Texte source ::
------------------------------------------------------------

Analyse. Emploi, commerce, industrie: les promesses de Donald Trump risquent de déboucher sur une nouvelle crise.
Donald Trump a fait très fort. L’élection de cet homme d’affaires, candidat d’un parti probusiness, a provoqué un plongeon de la Bourse. Les marchés cherchent encore à comprendre ses intentions! Il est vrai que le programme du nouveau président, hormis l’incantation de «créer 25 millions d’emplois», d’ériger ou de relever les barrières protectionnistes, de baisser les impôts et de déréguler l’économie, brille par son manque de précision. Comme le résume Cédric Tille, professeur de finance à HEID, «Donald Trump ne sait pas ce qu’il veut ni ce qu’il va faire. Difficile d’imaginer des conséquences positives pour l’économie.»
Murs douaniers
La fermeture des frontières, la remise en cause des grands accords commerciaux (avec l’Asie, l’Europe et les voisins mexicain et canadien, et à l’OMC) sont la promesse la plus claire, la plus en rupture aussi avec l’ordre établi du commerce international et de la mondialisation. Et celle dont les conséquences ont été les plus immédiates avec la chute historique de 13% du peso mexicain mercredi matin... et de celle du dollar face à l’euro et au yen.

------------------------------------------------------------

Données fournies ::
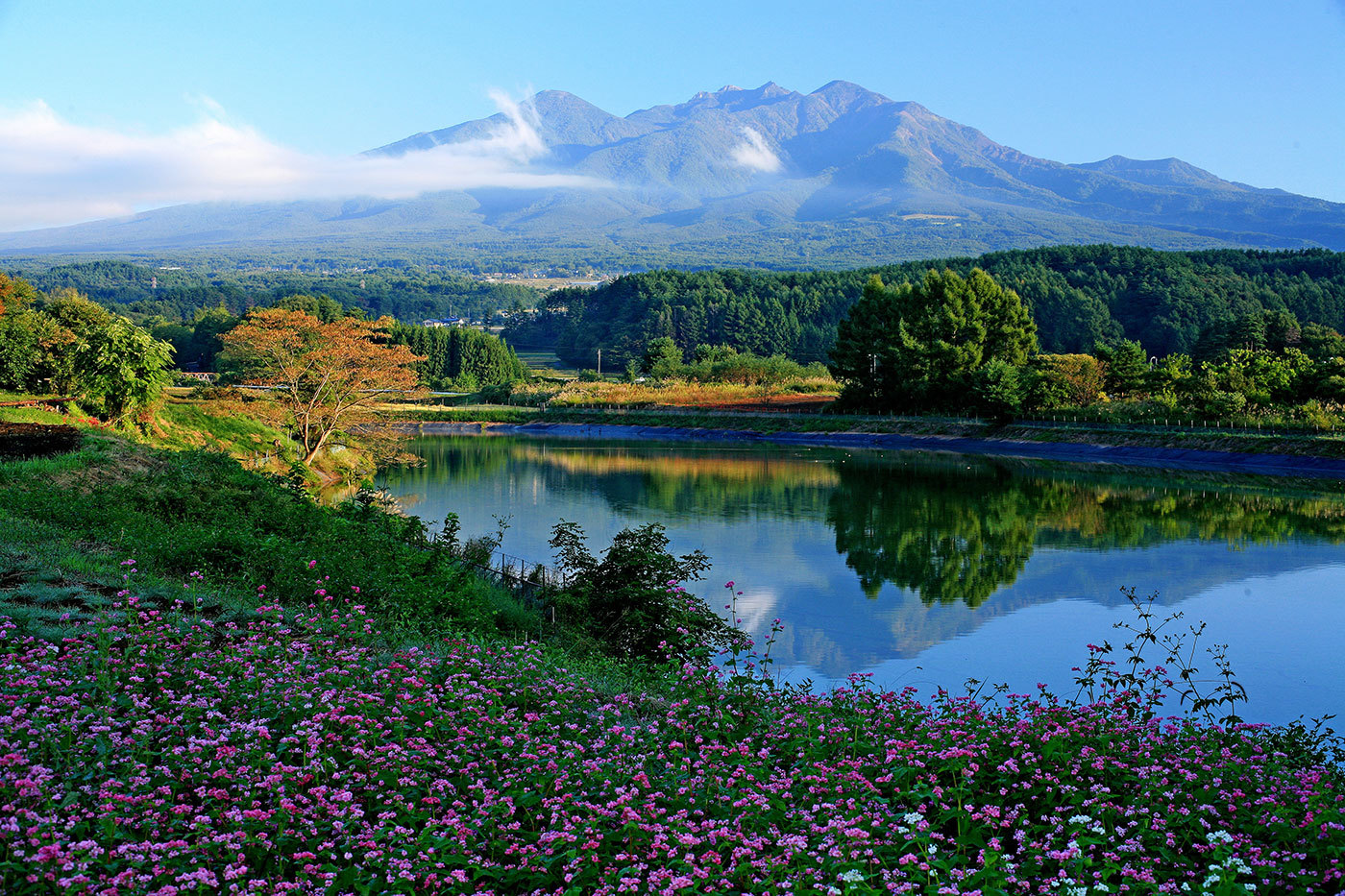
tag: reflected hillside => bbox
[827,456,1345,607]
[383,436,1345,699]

------------------------------------------------------------

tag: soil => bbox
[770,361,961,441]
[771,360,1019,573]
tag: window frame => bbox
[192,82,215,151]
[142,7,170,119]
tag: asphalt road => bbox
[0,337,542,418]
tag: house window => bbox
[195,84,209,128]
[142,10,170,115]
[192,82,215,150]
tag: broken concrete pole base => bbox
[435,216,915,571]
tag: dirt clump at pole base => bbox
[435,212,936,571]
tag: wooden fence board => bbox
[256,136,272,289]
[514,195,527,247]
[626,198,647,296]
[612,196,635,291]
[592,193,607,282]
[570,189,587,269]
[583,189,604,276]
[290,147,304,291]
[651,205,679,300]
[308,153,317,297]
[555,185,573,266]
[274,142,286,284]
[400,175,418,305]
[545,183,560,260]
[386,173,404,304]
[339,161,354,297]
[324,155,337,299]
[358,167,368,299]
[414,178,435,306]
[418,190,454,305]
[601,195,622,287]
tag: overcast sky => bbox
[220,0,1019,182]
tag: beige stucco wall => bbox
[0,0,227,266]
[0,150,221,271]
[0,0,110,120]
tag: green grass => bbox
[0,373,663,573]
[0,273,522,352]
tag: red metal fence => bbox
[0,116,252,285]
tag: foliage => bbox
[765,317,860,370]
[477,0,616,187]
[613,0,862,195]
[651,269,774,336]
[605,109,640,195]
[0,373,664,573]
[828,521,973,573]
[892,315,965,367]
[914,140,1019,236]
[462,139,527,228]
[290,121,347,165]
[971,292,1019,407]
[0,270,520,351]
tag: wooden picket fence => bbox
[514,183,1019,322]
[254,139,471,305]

------------------------------------------------------------

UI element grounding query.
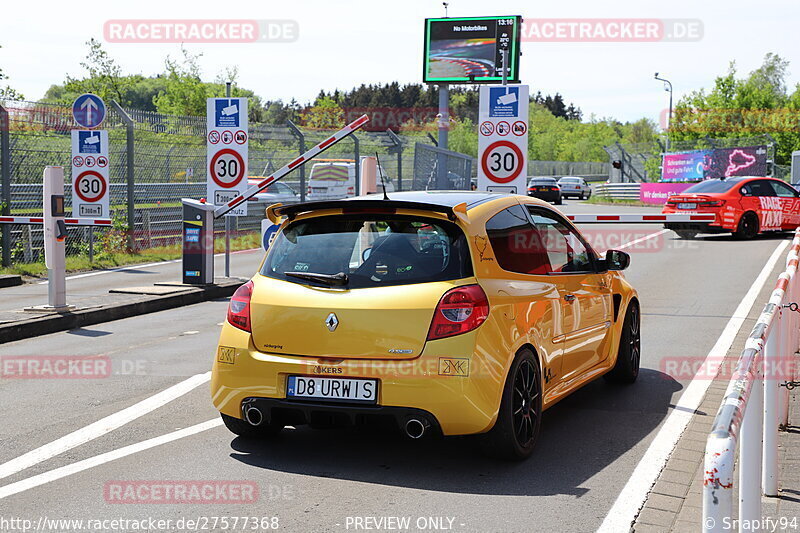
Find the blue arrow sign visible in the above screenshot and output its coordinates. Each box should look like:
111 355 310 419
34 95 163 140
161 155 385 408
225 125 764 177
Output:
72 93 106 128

------------------------------------------------------------

Énoncé A ::
D'après l'analyse sur les promesses de Donald Trump, de combien le peso mexicain a-t-il chuté mercredi matin ?
Énoncé B ::
Indiquez si chaque affirmation concorde avec l'analyse sur les promesses de Donald Trump, en citant les mots décisifs du texte : (i) l'élection de Donald Trump a fait monter la Bourse ; (ii) Cédric Tille enseigne la finance à HEID ; (iii) le programme du nouveau président promet de créer 25 millions d'emplois.
Énoncé C ::
Rédigez la suite de l'analyse sur les promesses économiques de Donald Trump, à partir de sa dernière phrase.

Bonne réponse A ::
De 13%.

Bonne réponse B ::
(i) Non : « a provoqué un plongeon de la Bourse ».
(ii) Oui : « Cédric Tille, professeur de finance à HEID ».
(iii) Oui : « créer 25 millions d’emplois ».

Bonne réponse C ::
Dans le collimateur du nouveau président, la Chine, son premier partenaire commercial, contre qui il jure de durcir le ton. La première étape consistera à continuer de lui refuser le statut d’économie de marché, ce qui permettra de relever les tarifs douaniers. «Le monde risque une spirale protectionniste, laquelle provoquera un ralentissement du commerce international», pronostique Joost Pauwelyn, professeur de droit international à HEID. Et dont la première victime pourrait bien être l’économie américaine.
Donald Trump aime l’acier. L’acier américain. Il l’a dit et répété lors de ses différents meetings électoraux: il va «placer l’acier coulé par des travailleurs américains au cœur de l’infrastructure de l’Amérique».
Cette affirmation, qui visait bien évidemment l’électorat de la Rust Belt désécurisé par les fermetures d’usines, trouve son appui dans le grand projet de rénovation des infrastructures (eau potable, routes, ponts, pipelines, extraction pétrolière et de gaz de schiste, installations pour exporter le charbon, etc.). Un point qui répond à une nécessité évidente et qui devrait effectivement soutenir la création d’emplois.
Economie de repli
Encore faut-il savoir comment ce programme de relance à la mode keynésienne sera réalisé et financé. Les entreprises américaines seront vraisemblablement favorisées dans les appels d’offres, leurs concurrentes étrangères pourraient même être évincées. Les projets devraient être financés par des partenariats public-privé et surtout par le recours à la dette.
Ces investissements publics viendront assurément en soutien à l’économie. Mais pourront-ils compenser son affaiblissement provoqué par la fermeture des frontières et l’incertitude générée par le flou du programme présidentiel? «Je ne conseille à personne de prévoir des investissements à long terme aux Etats-Unis pour les quatre années qui viennent», prévient Cédric Tille.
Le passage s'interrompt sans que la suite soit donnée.